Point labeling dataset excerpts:
· · ·

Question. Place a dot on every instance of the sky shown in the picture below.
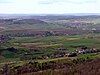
(49, 6)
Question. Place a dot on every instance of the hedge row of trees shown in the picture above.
(32, 67)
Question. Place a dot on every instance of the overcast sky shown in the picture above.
(49, 6)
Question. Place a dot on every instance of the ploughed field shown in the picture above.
(41, 55)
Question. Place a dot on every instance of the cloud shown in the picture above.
(66, 1)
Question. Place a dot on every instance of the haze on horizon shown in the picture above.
(49, 6)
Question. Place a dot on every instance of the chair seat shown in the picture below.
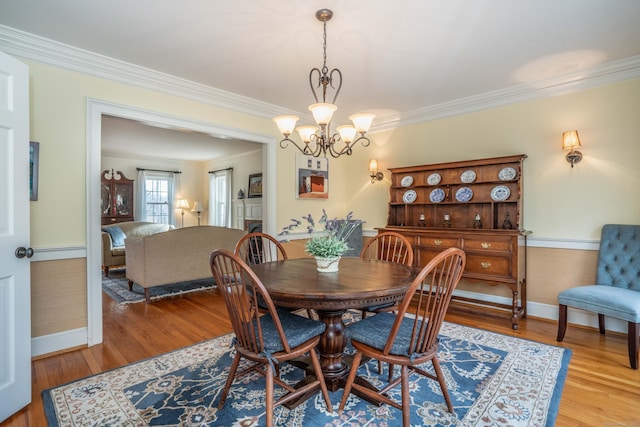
(611, 301)
(374, 331)
(296, 328)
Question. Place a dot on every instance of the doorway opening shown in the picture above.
(95, 111)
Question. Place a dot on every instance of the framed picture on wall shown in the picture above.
(312, 177)
(34, 165)
(255, 185)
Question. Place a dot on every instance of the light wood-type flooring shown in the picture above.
(600, 390)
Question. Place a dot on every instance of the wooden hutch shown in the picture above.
(116, 197)
(475, 205)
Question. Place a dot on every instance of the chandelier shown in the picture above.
(318, 140)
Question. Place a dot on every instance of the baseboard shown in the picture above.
(550, 312)
(53, 343)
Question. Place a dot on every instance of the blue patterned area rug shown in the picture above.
(117, 288)
(493, 379)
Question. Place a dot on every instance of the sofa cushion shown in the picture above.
(117, 236)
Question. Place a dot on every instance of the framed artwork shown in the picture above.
(255, 185)
(34, 160)
(312, 177)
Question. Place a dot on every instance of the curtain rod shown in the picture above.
(157, 170)
(220, 170)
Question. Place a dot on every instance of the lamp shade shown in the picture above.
(322, 112)
(197, 207)
(183, 204)
(570, 140)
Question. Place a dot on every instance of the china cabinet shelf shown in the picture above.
(475, 205)
(116, 201)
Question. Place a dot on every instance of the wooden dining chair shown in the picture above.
(408, 341)
(256, 248)
(267, 339)
(387, 246)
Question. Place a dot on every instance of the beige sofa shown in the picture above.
(176, 256)
(113, 255)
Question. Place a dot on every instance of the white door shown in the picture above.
(15, 278)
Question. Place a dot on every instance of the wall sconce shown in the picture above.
(374, 174)
(182, 205)
(571, 140)
(197, 208)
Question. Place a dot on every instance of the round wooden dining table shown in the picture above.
(359, 283)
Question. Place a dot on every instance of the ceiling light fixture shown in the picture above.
(319, 144)
(571, 140)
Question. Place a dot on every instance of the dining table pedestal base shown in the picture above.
(334, 362)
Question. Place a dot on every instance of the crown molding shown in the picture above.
(603, 74)
(35, 48)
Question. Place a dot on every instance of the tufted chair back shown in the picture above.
(619, 257)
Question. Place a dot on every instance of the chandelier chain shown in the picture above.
(322, 141)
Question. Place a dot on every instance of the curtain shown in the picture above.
(140, 205)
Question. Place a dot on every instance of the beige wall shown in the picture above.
(560, 203)
(58, 121)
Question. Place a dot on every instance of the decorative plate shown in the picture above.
(434, 179)
(500, 193)
(437, 195)
(507, 174)
(468, 176)
(406, 181)
(464, 194)
(409, 196)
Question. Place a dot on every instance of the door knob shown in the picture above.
(22, 252)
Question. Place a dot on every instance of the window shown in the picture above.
(157, 200)
(220, 198)
(155, 197)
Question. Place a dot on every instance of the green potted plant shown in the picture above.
(328, 244)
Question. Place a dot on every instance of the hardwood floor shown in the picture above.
(600, 389)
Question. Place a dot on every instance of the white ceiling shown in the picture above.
(396, 57)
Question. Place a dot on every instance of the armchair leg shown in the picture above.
(634, 340)
(601, 323)
(562, 322)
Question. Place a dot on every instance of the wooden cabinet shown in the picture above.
(475, 205)
(116, 203)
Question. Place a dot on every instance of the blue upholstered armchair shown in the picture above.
(617, 289)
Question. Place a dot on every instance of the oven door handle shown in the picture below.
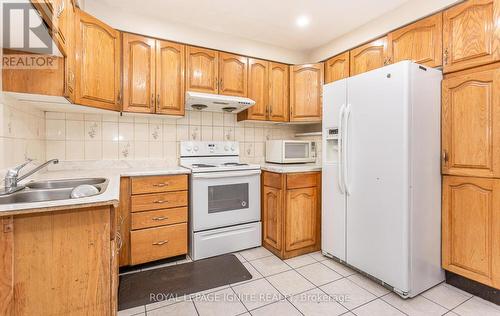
(223, 174)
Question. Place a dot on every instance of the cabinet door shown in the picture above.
(301, 218)
(202, 70)
(337, 67)
(471, 123)
(471, 34)
(258, 89)
(138, 73)
(272, 217)
(170, 84)
(306, 89)
(98, 64)
(471, 228)
(278, 92)
(369, 56)
(233, 74)
(420, 42)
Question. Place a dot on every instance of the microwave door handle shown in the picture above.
(223, 174)
(340, 151)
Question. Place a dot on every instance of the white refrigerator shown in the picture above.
(381, 186)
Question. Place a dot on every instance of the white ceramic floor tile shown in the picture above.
(318, 256)
(255, 253)
(319, 274)
(316, 303)
(132, 311)
(300, 261)
(377, 308)
(223, 302)
(477, 306)
(185, 308)
(269, 265)
(417, 306)
(368, 284)
(338, 267)
(290, 283)
(277, 309)
(446, 295)
(257, 293)
(348, 293)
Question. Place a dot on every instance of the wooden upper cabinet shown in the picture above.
(278, 92)
(170, 83)
(302, 218)
(471, 122)
(138, 73)
(258, 89)
(306, 89)
(233, 74)
(420, 42)
(471, 34)
(202, 70)
(471, 228)
(370, 56)
(337, 67)
(97, 63)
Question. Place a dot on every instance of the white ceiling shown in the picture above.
(267, 21)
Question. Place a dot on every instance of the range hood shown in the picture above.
(216, 102)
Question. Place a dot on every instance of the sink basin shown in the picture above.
(29, 196)
(66, 183)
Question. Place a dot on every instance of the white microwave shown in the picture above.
(290, 151)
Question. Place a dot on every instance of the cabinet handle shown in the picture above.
(160, 218)
(160, 243)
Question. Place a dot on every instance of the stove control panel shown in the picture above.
(207, 148)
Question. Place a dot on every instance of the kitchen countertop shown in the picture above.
(290, 168)
(111, 171)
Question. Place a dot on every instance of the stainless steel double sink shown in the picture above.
(51, 190)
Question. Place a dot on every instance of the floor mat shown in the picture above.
(154, 285)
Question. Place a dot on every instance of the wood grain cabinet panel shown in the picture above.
(471, 34)
(233, 74)
(471, 228)
(370, 56)
(97, 63)
(170, 81)
(138, 73)
(420, 42)
(306, 92)
(202, 70)
(337, 68)
(471, 122)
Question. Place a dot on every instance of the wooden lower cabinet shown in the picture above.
(59, 262)
(471, 228)
(291, 216)
(154, 216)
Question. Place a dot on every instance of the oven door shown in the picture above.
(220, 199)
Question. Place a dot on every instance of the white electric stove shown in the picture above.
(224, 203)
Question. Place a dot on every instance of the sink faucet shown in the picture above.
(12, 177)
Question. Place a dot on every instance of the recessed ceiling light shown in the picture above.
(302, 21)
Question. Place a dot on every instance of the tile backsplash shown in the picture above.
(78, 136)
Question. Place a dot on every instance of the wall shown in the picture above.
(22, 134)
(406, 13)
(76, 136)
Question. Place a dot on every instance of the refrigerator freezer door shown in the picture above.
(377, 175)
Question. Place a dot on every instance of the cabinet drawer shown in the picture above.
(158, 201)
(158, 218)
(302, 180)
(272, 179)
(157, 184)
(158, 243)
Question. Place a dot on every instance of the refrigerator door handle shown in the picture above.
(340, 151)
(345, 150)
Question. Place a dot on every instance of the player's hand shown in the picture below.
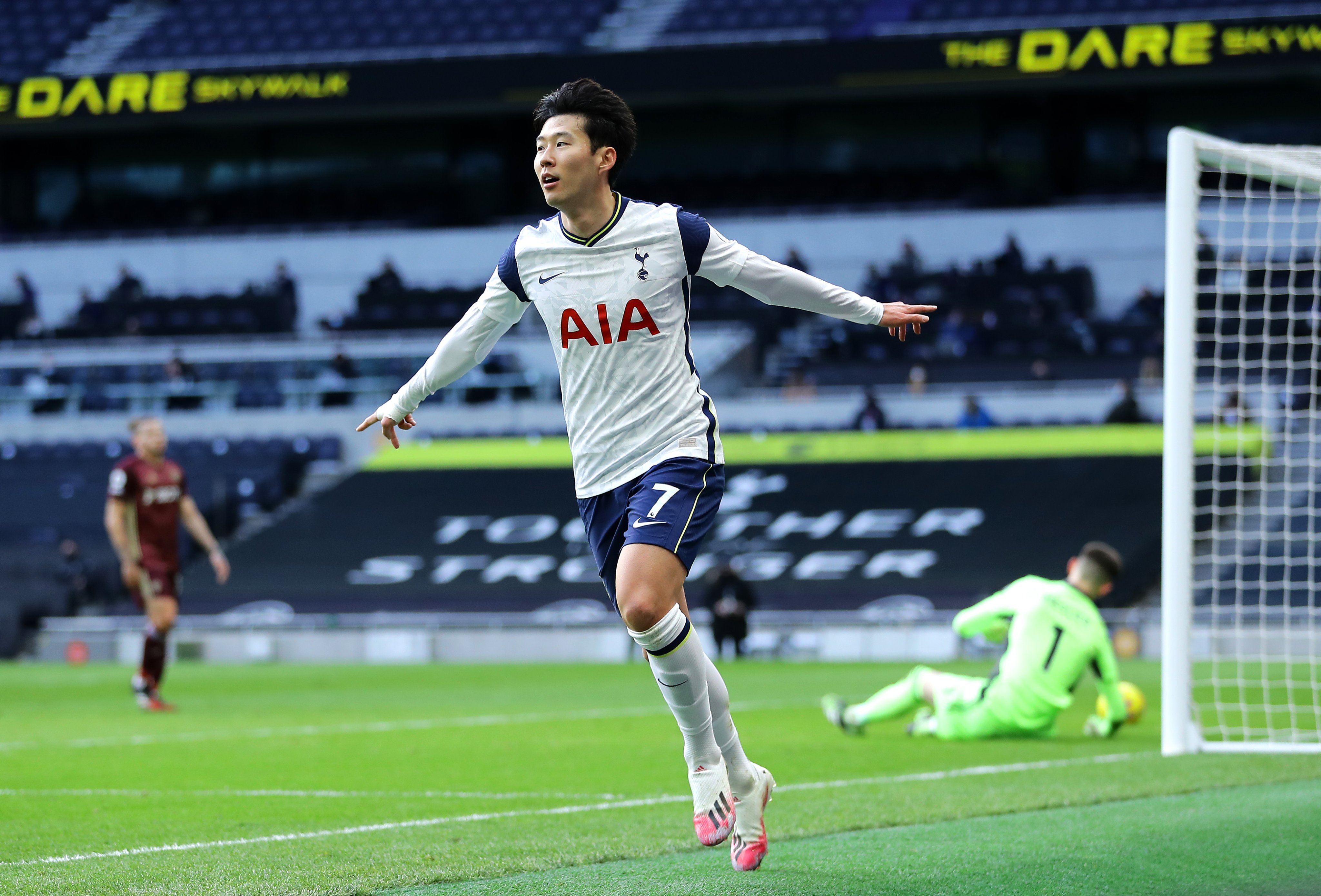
(221, 565)
(388, 426)
(1098, 727)
(131, 574)
(898, 316)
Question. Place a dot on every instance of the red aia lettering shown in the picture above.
(642, 323)
(636, 318)
(579, 332)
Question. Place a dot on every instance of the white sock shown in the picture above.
(741, 778)
(680, 667)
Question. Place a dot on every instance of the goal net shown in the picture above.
(1241, 610)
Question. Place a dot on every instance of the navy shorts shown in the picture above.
(673, 505)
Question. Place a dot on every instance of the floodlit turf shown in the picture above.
(1259, 840)
(838, 447)
(467, 773)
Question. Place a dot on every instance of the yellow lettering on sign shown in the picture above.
(970, 53)
(170, 92)
(1192, 43)
(84, 92)
(1094, 43)
(337, 84)
(1043, 51)
(40, 97)
(127, 88)
(1146, 40)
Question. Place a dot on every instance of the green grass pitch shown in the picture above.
(438, 780)
(838, 447)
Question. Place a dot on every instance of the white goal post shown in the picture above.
(1241, 563)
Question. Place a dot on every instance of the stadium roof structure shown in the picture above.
(100, 60)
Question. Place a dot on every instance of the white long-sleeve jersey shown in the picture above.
(616, 307)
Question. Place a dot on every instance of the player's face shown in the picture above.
(151, 439)
(565, 163)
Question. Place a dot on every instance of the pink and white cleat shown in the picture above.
(748, 845)
(712, 804)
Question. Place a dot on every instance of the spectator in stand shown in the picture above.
(1234, 412)
(728, 598)
(130, 289)
(282, 284)
(25, 296)
(1127, 409)
(341, 371)
(909, 264)
(1011, 260)
(871, 417)
(388, 282)
(1147, 308)
(76, 577)
(974, 415)
(800, 386)
(917, 378)
(179, 372)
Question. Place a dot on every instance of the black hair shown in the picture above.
(1104, 558)
(607, 119)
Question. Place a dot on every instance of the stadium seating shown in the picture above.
(35, 34)
(352, 30)
(252, 311)
(709, 22)
(409, 308)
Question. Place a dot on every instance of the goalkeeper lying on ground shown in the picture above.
(1055, 635)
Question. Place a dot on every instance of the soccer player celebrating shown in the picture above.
(1055, 635)
(611, 278)
(146, 501)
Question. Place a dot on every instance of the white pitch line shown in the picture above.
(376, 727)
(569, 811)
(385, 795)
(971, 771)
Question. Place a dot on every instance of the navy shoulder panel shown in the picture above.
(508, 270)
(694, 233)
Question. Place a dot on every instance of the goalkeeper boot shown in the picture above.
(712, 804)
(923, 725)
(834, 706)
(748, 844)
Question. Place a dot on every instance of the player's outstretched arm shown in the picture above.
(780, 284)
(988, 618)
(464, 348)
(118, 533)
(196, 525)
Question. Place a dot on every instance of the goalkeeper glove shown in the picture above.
(1098, 727)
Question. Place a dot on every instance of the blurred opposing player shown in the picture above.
(146, 501)
(1055, 636)
(612, 278)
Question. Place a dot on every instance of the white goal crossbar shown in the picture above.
(1241, 615)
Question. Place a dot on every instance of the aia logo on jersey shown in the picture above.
(162, 495)
(636, 318)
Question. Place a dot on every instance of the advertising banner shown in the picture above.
(1154, 52)
(805, 536)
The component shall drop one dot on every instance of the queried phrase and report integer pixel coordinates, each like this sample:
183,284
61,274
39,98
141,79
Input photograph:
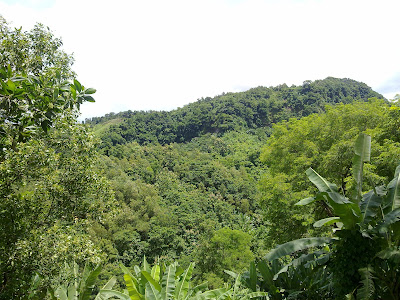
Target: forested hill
257,107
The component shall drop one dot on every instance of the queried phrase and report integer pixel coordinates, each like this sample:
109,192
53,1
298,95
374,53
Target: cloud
391,85
159,54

· · ·

- STATED EXERCISE: Here the job is to quote the lines from the one with "Question. Place a dot on every instance of the goalkeeper lying" through the end of the material, both included, exactly; please skip the pictures.

- SOLUTION FOR THIS TASK:
Question. Place a dot on every instance of the goalkeeper lying on ground shown in the picture above.
(1055, 635)
Question. Place a dot on every instance of the soccer player celebrating shown in the picture above.
(1055, 635)
(611, 278)
(146, 501)
Question. Place a dot on every instance of the white pitch line shown in the picture above.
(376, 727)
(569, 811)
(385, 795)
(971, 771)
Question. Place a dot on every instance of the navy shoulder panel shown in the picture above.
(508, 270)
(694, 233)
Question. Place a dot on every instance of the goalkeeper boot shown in the picture above.
(712, 804)
(923, 725)
(834, 706)
(748, 844)
Question. Place a dot on every instance of the player's outstretched arm shown in the picture above.
(780, 284)
(988, 618)
(464, 348)
(118, 533)
(196, 525)
Question. Place a dot on every instance of the goalkeeper glove shown in the picture above.
(1098, 727)
Question. Place a dot on every instance of the blurred opposing player shown in the picture above.
(146, 501)
(1055, 636)
(612, 278)
Question. Place a dot on every instance of the white goal crossbar shown in the picture above.
(1241, 615)
Question. Place a dot on every instance of the aia logo on jersey shown in the picture above.
(162, 495)
(636, 318)
Question. Place a dot on every instance of the advertising banner shown in the picture above.
(1154, 52)
(805, 536)
The component shall drop one dot on every instance of the queried phrase and report integer pixel coordinates, each like this sample:
183,284
61,274
39,98
141,79
Input photograph:
Target: forested hill
257,107
The component shall drop one dot on every instance of the queried phrase and report integer pixel coordinates, each like this sample:
109,192
53,1
298,95
374,53
Target: cloud
391,85
159,54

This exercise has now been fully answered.